### Text extract
◆ ◆ ◆ ◆ ◆
Chapter 10. Backups and Security

Data backups and data security are the most important aspects of any organization. It is even more important to design and implement business continuity plans to tackle data loss because of various factors. While Elasticsearch is not a database and it does not provide the backup and security functionalities that you can get in databases, it still offers some way around this. Let's learn how you can create cost effective and robust backup plans for your Elasticsearch clusters.

In this chapter, we will cover the following topics:

  • Introducing backup and restore mechanisms
  • Securing an Elasticsearch cluster
  • Load balancing using Nginx

Introducing backup and restore mechanisms

In Elasticsearch, you can implement a backup and restore functionality in two different ways depending on the requirements and efforts put in. You can either create a script to create manual backups and restoration or you can opt for a more automated and functionality-rich Backup-Restore API offered by Elasticsearch.
◆ ◆ ◆ ◆ ◆
### Excerpted data
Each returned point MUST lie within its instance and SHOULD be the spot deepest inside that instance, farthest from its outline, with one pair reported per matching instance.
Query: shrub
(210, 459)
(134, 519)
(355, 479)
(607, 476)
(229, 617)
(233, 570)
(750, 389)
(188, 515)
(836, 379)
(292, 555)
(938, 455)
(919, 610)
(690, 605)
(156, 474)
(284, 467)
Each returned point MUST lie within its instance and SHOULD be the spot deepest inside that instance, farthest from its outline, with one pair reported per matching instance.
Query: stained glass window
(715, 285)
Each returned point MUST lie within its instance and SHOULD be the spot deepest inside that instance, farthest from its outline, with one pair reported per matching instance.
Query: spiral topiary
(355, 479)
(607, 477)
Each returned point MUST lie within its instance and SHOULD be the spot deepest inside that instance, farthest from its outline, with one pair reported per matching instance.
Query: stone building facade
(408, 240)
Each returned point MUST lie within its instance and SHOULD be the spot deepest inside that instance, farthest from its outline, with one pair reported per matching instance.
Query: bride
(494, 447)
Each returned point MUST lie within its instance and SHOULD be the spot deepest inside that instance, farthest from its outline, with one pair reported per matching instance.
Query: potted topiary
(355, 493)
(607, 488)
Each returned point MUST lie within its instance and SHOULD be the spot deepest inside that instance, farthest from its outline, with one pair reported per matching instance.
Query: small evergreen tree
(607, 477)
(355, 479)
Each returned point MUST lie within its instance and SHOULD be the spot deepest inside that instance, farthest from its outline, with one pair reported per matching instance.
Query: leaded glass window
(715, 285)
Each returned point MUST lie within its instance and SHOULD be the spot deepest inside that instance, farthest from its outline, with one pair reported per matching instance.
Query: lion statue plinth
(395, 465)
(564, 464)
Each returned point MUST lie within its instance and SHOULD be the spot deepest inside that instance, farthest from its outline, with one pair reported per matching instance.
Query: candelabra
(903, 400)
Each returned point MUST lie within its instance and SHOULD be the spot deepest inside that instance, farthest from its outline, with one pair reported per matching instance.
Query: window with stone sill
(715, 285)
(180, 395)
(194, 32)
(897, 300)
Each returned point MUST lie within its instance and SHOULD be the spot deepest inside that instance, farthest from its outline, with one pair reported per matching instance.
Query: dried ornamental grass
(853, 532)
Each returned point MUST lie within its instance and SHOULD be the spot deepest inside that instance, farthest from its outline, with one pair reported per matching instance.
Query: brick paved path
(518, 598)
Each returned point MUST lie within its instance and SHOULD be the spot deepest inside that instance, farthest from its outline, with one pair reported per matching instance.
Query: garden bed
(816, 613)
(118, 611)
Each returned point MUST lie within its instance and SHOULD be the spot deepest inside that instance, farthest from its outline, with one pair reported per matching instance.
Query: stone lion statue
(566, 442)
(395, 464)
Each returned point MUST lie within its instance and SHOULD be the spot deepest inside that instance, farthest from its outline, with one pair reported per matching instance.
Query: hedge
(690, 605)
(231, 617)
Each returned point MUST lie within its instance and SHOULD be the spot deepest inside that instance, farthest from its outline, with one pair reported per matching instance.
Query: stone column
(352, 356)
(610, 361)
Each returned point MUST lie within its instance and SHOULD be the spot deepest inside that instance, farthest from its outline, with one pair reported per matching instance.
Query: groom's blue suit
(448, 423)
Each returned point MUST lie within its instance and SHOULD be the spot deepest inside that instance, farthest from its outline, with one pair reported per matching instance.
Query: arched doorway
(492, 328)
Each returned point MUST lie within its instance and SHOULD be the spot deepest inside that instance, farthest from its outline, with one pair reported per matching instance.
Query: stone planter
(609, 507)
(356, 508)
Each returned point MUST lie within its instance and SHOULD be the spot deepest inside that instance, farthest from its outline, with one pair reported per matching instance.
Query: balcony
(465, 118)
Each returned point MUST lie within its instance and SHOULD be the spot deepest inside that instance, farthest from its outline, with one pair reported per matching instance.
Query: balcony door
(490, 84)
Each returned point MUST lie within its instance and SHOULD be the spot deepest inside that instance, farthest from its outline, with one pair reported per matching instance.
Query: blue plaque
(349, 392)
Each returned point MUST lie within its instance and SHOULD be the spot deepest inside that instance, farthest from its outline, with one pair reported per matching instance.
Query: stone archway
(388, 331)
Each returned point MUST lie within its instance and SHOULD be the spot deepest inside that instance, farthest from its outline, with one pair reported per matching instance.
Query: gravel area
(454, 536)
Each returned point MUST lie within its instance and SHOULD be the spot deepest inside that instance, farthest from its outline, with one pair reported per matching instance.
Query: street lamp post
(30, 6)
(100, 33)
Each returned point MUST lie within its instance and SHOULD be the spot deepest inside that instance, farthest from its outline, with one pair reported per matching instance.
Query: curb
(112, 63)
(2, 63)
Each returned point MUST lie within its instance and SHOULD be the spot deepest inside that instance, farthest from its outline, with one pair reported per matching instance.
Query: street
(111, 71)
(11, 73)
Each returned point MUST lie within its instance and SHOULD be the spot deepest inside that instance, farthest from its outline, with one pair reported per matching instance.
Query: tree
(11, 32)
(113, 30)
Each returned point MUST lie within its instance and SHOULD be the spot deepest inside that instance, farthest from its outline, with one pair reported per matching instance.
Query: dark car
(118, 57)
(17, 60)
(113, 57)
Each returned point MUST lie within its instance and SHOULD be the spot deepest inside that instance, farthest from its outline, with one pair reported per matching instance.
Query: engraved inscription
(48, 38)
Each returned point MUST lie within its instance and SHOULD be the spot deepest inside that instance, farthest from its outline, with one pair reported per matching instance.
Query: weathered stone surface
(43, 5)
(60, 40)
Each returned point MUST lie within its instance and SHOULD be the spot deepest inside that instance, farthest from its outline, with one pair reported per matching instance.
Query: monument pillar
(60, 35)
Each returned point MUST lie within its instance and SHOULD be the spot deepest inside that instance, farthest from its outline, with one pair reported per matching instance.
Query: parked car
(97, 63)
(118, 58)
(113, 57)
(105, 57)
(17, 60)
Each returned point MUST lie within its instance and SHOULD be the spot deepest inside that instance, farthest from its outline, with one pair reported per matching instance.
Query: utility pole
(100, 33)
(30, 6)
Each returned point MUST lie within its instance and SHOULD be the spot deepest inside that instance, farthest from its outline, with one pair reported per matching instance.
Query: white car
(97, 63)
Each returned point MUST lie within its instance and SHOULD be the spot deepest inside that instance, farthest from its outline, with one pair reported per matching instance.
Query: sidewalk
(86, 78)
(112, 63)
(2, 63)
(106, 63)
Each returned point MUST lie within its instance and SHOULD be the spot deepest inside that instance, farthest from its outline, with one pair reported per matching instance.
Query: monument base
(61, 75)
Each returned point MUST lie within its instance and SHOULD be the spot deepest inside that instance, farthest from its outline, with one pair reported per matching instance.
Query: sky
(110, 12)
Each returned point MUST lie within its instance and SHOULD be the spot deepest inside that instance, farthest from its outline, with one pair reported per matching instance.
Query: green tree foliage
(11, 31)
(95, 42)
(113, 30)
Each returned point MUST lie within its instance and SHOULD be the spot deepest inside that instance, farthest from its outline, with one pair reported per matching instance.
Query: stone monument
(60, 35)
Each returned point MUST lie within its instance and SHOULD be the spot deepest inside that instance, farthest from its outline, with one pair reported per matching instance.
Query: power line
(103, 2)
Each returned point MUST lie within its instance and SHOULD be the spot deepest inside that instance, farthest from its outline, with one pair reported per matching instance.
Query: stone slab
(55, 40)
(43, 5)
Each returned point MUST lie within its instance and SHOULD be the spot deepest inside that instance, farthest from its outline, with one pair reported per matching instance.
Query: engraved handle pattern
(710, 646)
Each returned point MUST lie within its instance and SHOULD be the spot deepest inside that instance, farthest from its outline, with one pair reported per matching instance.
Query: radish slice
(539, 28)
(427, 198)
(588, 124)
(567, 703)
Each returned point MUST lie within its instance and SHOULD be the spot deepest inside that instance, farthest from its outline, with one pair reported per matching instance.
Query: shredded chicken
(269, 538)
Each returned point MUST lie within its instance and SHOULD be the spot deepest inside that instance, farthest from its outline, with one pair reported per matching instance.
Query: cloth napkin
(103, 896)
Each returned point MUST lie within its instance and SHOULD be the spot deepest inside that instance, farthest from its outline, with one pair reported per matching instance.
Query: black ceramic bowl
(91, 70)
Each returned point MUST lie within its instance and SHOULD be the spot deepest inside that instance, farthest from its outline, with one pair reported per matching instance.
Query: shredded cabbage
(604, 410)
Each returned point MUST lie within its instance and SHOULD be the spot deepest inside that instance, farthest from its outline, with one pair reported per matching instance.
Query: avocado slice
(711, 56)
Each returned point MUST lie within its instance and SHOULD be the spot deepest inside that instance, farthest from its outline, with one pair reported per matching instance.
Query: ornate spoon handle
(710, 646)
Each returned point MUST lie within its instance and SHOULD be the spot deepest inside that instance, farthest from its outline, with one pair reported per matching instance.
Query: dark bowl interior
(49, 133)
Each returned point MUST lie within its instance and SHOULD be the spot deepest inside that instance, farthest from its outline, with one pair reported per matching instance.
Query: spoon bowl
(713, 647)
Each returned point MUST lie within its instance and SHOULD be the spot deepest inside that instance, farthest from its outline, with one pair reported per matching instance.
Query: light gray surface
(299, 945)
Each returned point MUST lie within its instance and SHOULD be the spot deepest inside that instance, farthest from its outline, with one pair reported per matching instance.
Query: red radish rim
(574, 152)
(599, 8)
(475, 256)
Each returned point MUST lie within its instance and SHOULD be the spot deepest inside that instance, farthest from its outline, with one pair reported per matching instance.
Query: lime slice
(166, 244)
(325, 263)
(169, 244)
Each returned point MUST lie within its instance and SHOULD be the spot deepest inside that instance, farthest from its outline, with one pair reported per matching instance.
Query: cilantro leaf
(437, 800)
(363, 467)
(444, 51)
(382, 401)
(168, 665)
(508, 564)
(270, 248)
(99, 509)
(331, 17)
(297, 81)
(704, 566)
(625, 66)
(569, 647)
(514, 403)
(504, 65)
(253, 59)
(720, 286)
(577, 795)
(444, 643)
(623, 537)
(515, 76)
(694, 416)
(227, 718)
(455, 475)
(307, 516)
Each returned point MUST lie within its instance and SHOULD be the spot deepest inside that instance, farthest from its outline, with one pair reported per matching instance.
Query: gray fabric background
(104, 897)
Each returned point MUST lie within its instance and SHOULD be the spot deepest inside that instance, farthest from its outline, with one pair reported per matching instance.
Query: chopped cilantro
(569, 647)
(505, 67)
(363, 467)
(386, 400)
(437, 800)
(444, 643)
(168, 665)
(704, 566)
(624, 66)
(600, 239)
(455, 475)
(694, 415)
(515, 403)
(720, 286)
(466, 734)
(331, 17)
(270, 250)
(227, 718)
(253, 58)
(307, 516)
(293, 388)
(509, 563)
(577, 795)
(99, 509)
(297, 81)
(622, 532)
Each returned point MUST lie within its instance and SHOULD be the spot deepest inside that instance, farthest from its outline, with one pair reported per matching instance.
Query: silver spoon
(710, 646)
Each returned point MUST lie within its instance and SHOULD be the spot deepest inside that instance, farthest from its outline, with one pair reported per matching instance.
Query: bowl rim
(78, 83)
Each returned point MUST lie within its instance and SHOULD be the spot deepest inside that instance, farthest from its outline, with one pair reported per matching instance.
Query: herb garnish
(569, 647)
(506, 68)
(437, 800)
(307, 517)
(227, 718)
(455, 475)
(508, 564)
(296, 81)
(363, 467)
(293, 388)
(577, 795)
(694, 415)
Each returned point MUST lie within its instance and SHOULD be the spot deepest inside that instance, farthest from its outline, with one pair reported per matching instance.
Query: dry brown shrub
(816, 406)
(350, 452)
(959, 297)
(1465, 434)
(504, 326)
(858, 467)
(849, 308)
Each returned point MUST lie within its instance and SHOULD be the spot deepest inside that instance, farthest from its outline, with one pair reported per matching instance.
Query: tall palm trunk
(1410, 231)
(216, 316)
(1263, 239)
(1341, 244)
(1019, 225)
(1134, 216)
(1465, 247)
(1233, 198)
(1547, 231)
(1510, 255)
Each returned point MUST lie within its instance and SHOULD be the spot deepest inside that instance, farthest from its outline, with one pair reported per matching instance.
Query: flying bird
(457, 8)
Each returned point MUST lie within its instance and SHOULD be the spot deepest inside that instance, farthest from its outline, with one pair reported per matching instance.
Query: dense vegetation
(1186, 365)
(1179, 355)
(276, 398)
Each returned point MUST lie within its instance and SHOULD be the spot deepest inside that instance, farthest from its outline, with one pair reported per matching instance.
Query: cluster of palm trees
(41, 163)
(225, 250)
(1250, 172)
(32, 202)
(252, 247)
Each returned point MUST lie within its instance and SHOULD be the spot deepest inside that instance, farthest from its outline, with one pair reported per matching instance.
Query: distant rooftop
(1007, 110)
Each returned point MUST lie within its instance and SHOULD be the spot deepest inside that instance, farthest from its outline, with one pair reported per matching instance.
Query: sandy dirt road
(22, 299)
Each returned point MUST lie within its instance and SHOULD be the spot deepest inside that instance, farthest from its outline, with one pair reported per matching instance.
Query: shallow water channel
◆ ◆ ◆ ◆ ◆
### The tasks
a: Answer the following questions from the chapter excerpt:
(i) What software does the chapter use for load balancing?
(ii) What kind of system does the chapter excerpt state Elasticsearch is not?
(iii) What two ways of implementing backup and restore in Elasticsearch does it name?
b: Write out the passage of the chapter excerpt starting at "In Elasticsearch, you" and ending at "offered by Elasticsearch.".
The entries play no part in the work on the chapter excerpt.

### Answers by task
a:
(i) Nginx.
(ii) A database.
(iii) Creating a script for manual backups and restoration, or using the more automated Backup-Restore API offered by Elasticsearch.

b:
In Elasticsearch, you can implement a backup and restore functionality in two different ways depending on the requirements and efforts put in. You can either create a script to create manual backups and restoration or you can opt for a more automated and functionality-rich Backup-Restore API offered by Elasticsearch.